---------- MATERIAL PROVIDED ----------

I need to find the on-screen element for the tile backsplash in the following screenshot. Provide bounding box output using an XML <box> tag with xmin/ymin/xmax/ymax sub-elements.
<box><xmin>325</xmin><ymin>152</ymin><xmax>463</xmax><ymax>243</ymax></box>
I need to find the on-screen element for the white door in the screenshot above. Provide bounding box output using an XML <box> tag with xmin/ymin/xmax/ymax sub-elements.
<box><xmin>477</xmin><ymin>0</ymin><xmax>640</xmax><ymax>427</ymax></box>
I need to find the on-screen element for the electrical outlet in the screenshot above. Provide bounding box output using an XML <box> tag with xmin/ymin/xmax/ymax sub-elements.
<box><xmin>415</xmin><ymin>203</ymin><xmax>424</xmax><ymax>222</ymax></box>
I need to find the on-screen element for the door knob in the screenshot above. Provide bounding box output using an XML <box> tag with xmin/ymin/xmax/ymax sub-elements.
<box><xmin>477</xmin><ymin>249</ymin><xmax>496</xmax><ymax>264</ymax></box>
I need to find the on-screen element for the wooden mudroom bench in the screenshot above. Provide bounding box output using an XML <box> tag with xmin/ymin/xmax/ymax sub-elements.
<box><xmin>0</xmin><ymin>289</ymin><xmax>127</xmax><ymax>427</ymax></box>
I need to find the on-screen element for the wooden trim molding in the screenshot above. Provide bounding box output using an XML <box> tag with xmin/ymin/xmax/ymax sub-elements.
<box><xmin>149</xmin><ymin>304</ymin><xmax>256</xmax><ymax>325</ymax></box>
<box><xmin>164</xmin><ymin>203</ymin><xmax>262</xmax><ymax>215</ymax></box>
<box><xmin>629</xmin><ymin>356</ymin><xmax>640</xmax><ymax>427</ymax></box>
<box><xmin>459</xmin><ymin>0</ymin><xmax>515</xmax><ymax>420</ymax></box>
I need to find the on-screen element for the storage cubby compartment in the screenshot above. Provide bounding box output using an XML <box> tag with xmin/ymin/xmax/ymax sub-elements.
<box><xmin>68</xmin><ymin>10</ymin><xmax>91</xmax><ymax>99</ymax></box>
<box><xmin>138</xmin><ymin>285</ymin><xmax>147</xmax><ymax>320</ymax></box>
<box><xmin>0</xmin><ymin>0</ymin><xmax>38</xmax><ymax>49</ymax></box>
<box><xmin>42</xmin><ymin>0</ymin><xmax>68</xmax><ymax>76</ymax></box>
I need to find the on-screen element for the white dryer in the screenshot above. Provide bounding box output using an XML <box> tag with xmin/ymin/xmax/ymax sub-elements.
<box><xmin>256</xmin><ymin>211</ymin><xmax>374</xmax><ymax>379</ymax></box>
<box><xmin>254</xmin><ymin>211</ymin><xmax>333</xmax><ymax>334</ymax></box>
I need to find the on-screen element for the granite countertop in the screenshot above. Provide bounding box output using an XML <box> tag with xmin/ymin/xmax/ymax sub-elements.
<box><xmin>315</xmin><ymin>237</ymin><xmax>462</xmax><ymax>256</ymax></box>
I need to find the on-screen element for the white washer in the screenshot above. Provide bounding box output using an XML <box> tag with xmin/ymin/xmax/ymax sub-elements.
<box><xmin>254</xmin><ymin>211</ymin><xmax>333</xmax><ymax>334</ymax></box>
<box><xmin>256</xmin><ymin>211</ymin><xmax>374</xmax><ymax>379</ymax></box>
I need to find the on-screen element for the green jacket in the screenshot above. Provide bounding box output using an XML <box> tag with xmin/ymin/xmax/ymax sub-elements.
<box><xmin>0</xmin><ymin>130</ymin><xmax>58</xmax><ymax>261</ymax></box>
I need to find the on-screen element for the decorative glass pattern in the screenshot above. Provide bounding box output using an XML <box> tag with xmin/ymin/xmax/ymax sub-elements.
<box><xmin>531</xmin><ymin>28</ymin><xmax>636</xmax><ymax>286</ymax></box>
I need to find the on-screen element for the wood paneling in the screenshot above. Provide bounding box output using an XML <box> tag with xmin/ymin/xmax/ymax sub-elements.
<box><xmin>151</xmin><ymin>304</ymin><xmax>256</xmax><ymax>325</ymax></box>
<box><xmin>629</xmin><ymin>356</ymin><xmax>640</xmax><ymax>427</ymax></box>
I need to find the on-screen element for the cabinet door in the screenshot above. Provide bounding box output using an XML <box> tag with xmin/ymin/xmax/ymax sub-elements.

----------

■ WHAT YOU SHOULD DO:
Please write out all of the records above again, word for word, without changing anything.

■ RESPONSE TO THIS TASK:
I need to find the on-screen element for the tile backsplash in the following screenshot. Provide bounding box output using an XML <box> tag with xmin/ymin/xmax/ymax sub-elements.
<box><xmin>325</xmin><ymin>152</ymin><xmax>463</xmax><ymax>243</ymax></box>
I need to find the on-screen element for the white door in the screenshot above. Provide bounding box output using an XML <box> tag with xmin/ymin/xmax/ymax sub-elements.
<box><xmin>477</xmin><ymin>0</ymin><xmax>640</xmax><ymax>427</ymax></box>
I need to find the on-screen element for the electrical outlet in the screenshot above. Provide bounding box output using an XML <box> tag with xmin/ymin/xmax/ymax sub-elements.
<box><xmin>415</xmin><ymin>203</ymin><xmax>424</xmax><ymax>222</ymax></box>
I need to find the on-screen element for the door knob in the screenshot above. Provide bounding box output using an XML <box> tag with xmin/ymin/xmax/ymax sub-elements.
<box><xmin>477</xmin><ymin>249</ymin><xmax>496</xmax><ymax>264</ymax></box>
I need to find the on-screen element for the wooden mudroom bench in the screenshot above. Provide bounding box output using an XML <box> tag with xmin/ymin/xmax/ymax sub-elements.
<box><xmin>0</xmin><ymin>289</ymin><xmax>127</xmax><ymax>427</ymax></box>
I need to find the on-screen element for the wooden trim molding in the screenshot above. Provide bounding box output using an XML <box> tag with xmin/ymin/xmax/ymax sub-elements.
<box><xmin>149</xmin><ymin>304</ymin><xmax>256</xmax><ymax>325</ymax></box>
<box><xmin>164</xmin><ymin>203</ymin><xmax>262</xmax><ymax>215</ymax></box>
<box><xmin>629</xmin><ymin>356</ymin><xmax>640</xmax><ymax>427</ymax></box>
<box><xmin>459</xmin><ymin>0</ymin><xmax>515</xmax><ymax>420</ymax></box>
I need to find the on-screen element for the storage cubby compartment in the screenshot above. Provide bounding box output using an XML <box> tag with xmin/ymin/xmax/ymax sub-elements.
<box><xmin>68</xmin><ymin>10</ymin><xmax>91</xmax><ymax>99</ymax></box>
<box><xmin>138</xmin><ymin>285</ymin><xmax>147</xmax><ymax>320</ymax></box>
<box><xmin>0</xmin><ymin>0</ymin><xmax>38</xmax><ymax>49</ymax></box>
<box><xmin>42</xmin><ymin>0</ymin><xmax>68</xmax><ymax>76</ymax></box>
I need to find the on-screen element for the white dryer in the screenshot above. Provide bounding box output using an XML <box> tag with xmin/ymin/xmax/ymax sub-elements.
<box><xmin>256</xmin><ymin>211</ymin><xmax>374</xmax><ymax>379</ymax></box>
<box><xmin>254</xmin><ymin>211</ymin><xmax>333</xmax><ymax>334</ymax></box>
I need to find the on-screen element for the granite countertop in the screenshot above. Provide bounding box output using an XML <box> tag with xmin/ymin/xmax/ymax sub-elements.
<box><xmin>315</xmin><ymin>237</ymin><xmax>462</xmax><ymax>256</ymax></box>
I need to find the on-screen element for the white washer in the screenshot above. Provide bounding box output using an XML <box> tag with xmin/ymin/xmax/ymax sub-elements.
<box><xmin>254</xmin><ymin>211</ymin><xmax>333</xmax><ymax>334</ymax></box>
<box><xmin>256</xmin><ymin>211</ymin><xmax>374</xmax><ymax>379</ymax></box>
I need to find the on-screen element for the green jacket in the screenshot above. Provide bounding box output using an XML <box> tag with xmin/ymin/xmax/ymax sub-elements.
<box><xmin>0</xmin><ymin>130</ymin><xmax>58</xmax><ymax>261</ymax></box>
I need to find the on-screen element for the decorative glass pattern in the screenshot above. Provide bounding box output using an XML <box> tag with xmin/ymin/xmax/ymax sub-elements.
<box><xmin>531</xmin><ymin>28</ymin><xmax>636</xmax><ymax>286</ymax></box>
I need to find the on-screen element for the wood paneling in the screenshot above. Provide bounding box output using an XML <box> tag with xmin/ymin/xmax/ymax sub-elements.
<box><xmin>151</xmin><ymin>304</ymin><xmax>256</xmax><ymax>325</ymax></box>
<box><xmin>629</xmin><ymin>356</ymin><xmax>640</xmax><ymax>427</ymax></box>
I need to find the on-screen element for the cabinet door in the screenshot above. Provide bounding box output using an XML <box> tag with xmin/ymin/xmax/ymax sub-elements.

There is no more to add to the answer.